PSINext: So NAO32 is a means for you to preserve memory while at the same time retaining image quality, is that correct?

Marco: Correct. The main idea behind NAO32 is that we want to trade shading power to regain memory space and bandwidth (very precious resources on a console). So instead of encoding our HDR colors into a FP16 or FP32 frame buffer, we devised a scheme to use RSX pixel shading units to convert an RGB color in a CIE Luv color that only requires a common RGBA8 frame buffer (4 bytes per pixel, half the space of a FP16 pixel) to be fully stored.

The quality of this format is really outstanding. Even if it uses half the space/bandwidth of common HDR rendering solutions, it really makes no compromises at all in image quality.

There's no magic here: HDR rendering costs are shifted from memory to shaders, and so our shaders are a bit longer now (between 3 and 5 cycles). We believe it's a very good trade-off. Furthermore, it enables HDR rendering and multisample anti-aliasing on GPUs that do not natively support AA with floating point render targets such as FP16 and FP32.

========

Task prompt>
Quote the passage of the interview on NAO32 starting with "Marco: Correct. The" and going on through "be fully stored.".

(Photo-based point labeling data)
========

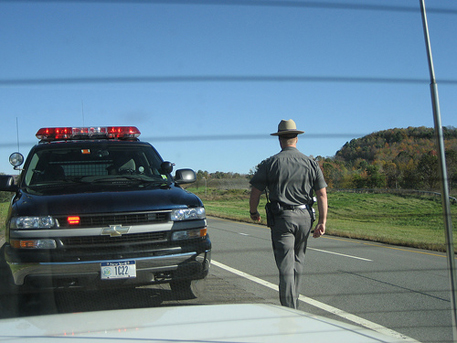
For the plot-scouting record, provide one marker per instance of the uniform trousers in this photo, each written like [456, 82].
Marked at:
[289, 236]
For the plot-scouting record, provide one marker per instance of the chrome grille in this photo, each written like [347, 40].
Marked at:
[142, 238]
[105, 220]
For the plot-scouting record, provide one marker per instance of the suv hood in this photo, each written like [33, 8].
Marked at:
[26, 204]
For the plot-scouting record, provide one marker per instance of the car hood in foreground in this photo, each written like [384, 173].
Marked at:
[209, 323]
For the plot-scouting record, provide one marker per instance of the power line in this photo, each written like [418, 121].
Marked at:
[260, 3]
[214, 78]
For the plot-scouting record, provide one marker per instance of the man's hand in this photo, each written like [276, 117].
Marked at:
[255, 216]
[319, 230]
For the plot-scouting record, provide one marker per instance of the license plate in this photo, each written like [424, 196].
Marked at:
[118, 270]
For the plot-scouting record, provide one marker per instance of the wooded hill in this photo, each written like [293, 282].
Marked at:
[395, 158]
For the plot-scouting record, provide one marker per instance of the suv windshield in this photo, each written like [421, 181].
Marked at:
[93, 163]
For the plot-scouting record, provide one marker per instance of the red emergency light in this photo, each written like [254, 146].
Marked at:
[68, 133]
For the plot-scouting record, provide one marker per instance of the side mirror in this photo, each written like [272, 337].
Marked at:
[166, 167]
[16, 159]
[185, 176]
[7, 183]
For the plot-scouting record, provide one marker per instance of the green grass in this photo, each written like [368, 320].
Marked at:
[388, 218]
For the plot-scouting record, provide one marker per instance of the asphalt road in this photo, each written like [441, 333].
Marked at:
[405, 290]
[395, 290]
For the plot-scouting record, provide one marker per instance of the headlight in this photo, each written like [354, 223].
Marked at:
[33, 243]
[188, 214]
[46, 222]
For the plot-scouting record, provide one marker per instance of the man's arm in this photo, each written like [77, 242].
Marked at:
[254, 203]
[322, 207]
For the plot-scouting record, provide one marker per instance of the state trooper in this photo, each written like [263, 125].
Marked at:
[290, 179]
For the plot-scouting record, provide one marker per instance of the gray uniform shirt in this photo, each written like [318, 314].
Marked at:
[290, 177]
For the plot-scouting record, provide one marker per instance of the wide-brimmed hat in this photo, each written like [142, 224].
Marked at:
[287, 127]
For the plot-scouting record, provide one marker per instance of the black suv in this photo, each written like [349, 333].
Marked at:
[95, 208]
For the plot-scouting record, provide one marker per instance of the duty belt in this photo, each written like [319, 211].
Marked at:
[293, 207]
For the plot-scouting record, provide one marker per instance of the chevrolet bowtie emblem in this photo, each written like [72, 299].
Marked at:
[115, 230]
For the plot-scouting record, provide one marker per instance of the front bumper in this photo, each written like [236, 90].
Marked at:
[86, 274]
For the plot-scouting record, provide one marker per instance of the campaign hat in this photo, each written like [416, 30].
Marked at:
[287, 128]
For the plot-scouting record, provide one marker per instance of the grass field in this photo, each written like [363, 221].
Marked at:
[395, 219]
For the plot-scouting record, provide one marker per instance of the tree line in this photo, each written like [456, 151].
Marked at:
[395, 158]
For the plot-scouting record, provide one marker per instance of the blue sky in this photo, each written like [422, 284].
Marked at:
[169, 69]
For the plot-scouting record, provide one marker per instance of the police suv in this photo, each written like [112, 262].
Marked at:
[95, 207]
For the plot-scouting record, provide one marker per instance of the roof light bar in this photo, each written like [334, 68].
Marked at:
[67, 133]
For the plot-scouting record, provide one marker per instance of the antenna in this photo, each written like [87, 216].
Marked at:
[17, 134]
[82, 110]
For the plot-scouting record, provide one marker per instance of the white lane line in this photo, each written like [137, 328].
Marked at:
[335, 253]
[360, 321]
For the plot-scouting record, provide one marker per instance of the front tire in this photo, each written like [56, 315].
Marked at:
[187, 289]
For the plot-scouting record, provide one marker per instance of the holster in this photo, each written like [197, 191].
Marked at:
[272, 209]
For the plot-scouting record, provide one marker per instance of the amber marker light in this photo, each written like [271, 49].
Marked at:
[73, 220]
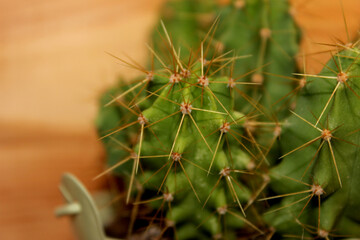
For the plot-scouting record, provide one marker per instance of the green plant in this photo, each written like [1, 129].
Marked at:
[200, 135]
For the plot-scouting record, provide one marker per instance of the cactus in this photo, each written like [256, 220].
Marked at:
[196, 147]
[320, 142]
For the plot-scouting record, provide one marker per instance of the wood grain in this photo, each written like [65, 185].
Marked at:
[52, 69]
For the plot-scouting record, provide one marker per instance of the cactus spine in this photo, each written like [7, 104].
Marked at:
[196, 143]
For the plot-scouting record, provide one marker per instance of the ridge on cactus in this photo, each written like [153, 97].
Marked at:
[204, 146]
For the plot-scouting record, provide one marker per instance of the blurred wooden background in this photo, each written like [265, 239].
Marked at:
[53, 68]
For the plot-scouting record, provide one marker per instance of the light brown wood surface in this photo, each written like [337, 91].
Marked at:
[53, 68]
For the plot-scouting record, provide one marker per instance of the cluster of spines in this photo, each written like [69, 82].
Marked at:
[325, 138]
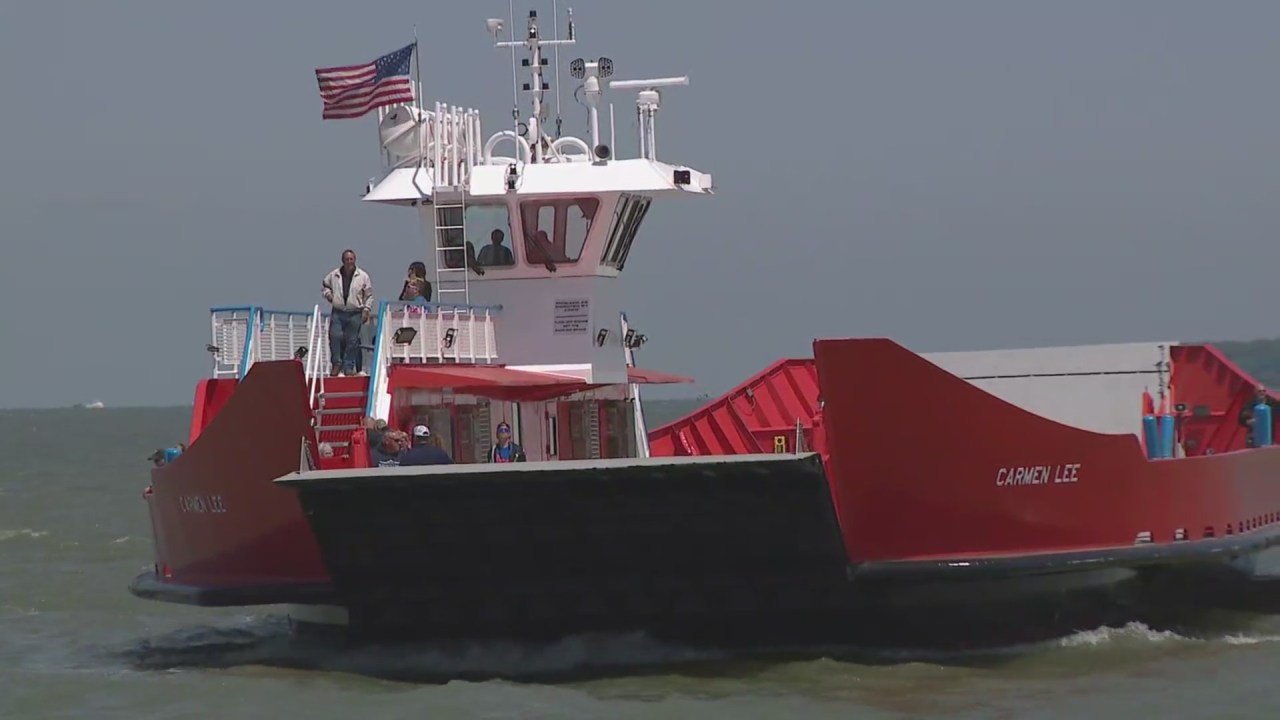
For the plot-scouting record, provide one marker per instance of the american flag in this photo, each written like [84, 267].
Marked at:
[351, 91]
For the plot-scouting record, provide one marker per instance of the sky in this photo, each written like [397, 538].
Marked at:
[955, 176]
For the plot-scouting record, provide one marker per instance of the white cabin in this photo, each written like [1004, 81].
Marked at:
[524, 253]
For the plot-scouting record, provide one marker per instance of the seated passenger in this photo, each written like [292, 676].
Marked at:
[416, 287]
[424, 451]
[1246, 418]
[496, 253]
[506, 450]
[538, 249]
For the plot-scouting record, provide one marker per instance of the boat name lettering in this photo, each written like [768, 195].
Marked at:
[1038, 474]
[201, 504]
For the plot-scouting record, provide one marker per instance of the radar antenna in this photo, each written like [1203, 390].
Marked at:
[536, 87]
[593, 72]
[648, 101]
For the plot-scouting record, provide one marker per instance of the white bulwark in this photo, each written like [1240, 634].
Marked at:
[529, 220]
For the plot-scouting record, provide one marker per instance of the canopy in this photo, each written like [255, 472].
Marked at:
[508, 383]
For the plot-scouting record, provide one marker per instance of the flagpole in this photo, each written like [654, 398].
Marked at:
[417, 94]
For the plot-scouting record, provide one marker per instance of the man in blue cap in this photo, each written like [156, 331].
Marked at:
[506, 450]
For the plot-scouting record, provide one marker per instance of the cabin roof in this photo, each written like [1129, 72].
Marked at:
[640, 176]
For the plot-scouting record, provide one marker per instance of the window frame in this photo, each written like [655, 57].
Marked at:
[533, 209]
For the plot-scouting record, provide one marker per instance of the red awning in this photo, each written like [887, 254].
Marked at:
[654, 377]
[507, 383]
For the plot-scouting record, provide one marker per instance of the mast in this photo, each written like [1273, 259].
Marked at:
[538, 87]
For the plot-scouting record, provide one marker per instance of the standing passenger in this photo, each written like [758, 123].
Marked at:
[351, 295]
[506, 450]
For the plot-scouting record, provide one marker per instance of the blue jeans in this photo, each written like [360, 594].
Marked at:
[344, 338]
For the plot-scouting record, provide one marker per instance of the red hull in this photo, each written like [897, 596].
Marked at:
[218, 518]
[919, 463]
[914, 456]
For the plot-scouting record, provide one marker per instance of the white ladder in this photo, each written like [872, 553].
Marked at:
[452, 265]
[593, 428]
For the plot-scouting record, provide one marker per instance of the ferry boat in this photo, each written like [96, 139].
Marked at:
[867, 493]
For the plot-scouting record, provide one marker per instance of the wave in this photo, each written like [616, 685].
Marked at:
[268, 641]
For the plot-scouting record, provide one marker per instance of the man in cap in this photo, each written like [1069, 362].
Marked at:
[423, 452]
[506, 450]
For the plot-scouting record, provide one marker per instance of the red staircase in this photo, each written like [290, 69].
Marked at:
[757, 417]
[339, 409]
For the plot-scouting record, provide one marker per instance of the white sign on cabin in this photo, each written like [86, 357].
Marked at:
[571, 315]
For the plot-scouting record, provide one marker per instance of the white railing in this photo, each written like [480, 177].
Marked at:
[242, 336]
[426, 333]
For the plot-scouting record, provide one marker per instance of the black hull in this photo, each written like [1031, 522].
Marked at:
[743, 550]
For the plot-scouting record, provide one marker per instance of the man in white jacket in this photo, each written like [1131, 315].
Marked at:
[351, 294]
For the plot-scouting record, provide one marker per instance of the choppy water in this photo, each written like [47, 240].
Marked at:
[73, 643]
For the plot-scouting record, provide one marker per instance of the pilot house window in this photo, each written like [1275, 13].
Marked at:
[557, 229]
[626, 222]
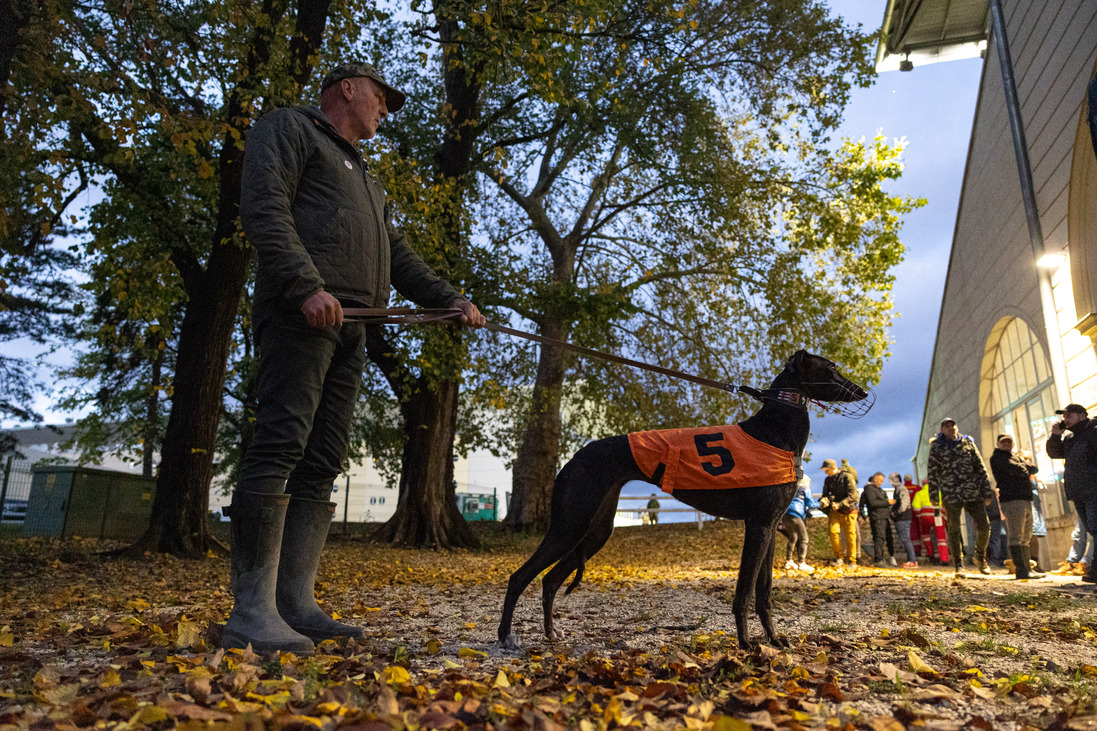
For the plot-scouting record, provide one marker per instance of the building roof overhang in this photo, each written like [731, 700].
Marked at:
[930, 31]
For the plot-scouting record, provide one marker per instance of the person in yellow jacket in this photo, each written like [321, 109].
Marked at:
[931, 525]
[839, 503]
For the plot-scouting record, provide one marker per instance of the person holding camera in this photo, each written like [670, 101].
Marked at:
[958, 482]
[839, 503]
[1074, 440]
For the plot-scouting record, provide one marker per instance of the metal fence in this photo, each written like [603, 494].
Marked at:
[14, 488]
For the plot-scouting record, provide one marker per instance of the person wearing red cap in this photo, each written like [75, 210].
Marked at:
[1074, 440]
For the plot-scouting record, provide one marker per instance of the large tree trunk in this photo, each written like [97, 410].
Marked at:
[178, 523]
[427, 513]
[539, 452]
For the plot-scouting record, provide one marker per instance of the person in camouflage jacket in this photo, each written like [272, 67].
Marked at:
[958, 481]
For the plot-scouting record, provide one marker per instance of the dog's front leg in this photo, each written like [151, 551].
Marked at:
[764, 593]
[754, 552]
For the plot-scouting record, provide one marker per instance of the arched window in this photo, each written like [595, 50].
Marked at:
[1018, 398]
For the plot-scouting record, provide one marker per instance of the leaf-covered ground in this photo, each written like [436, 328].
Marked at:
[108, 643]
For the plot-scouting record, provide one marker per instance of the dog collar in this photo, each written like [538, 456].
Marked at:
[787, 396]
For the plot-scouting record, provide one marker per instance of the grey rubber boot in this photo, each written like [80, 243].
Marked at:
[306, 530]
[1032, 573]
[258, 519]
[1020, 562]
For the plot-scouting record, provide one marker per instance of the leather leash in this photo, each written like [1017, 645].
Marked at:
[416, 316]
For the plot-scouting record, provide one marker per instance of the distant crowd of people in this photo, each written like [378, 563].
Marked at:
[1006, 518]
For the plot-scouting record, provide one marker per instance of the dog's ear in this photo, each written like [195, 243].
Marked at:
[795, 360]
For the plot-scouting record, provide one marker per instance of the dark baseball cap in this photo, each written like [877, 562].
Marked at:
[394, 98]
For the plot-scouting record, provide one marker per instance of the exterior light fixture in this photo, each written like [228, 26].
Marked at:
[1051, 261]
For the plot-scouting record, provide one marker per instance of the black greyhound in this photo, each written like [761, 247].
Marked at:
[585, 497]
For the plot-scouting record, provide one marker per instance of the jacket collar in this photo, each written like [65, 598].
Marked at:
[1082, 426]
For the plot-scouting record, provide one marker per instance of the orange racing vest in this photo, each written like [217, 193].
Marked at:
[710, 458]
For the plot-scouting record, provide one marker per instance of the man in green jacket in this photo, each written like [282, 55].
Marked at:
[323, 229]
[958, 482]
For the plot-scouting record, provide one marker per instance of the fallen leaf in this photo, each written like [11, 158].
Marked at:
[917, 664]
[395, 674]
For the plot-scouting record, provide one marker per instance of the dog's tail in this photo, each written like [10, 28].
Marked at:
[578, 574]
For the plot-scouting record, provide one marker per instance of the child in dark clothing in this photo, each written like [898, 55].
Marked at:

========

Answer to the exercise>
Marco: Correct. The main idea behind NAO32 is that we want to trade shading power to regain memory space and bandwidth (very precious resources on a console). So instead of encoding our HDR colors into a FP16 or FP32 frame buffer, we devised a scheme to use RSX pixel shading units to convert an RGB color in a CIE Luv color that only requires a common RGBA8 frame buffer (4 bytes per pixel, half the space of a FP16 pixel) to be fully stored.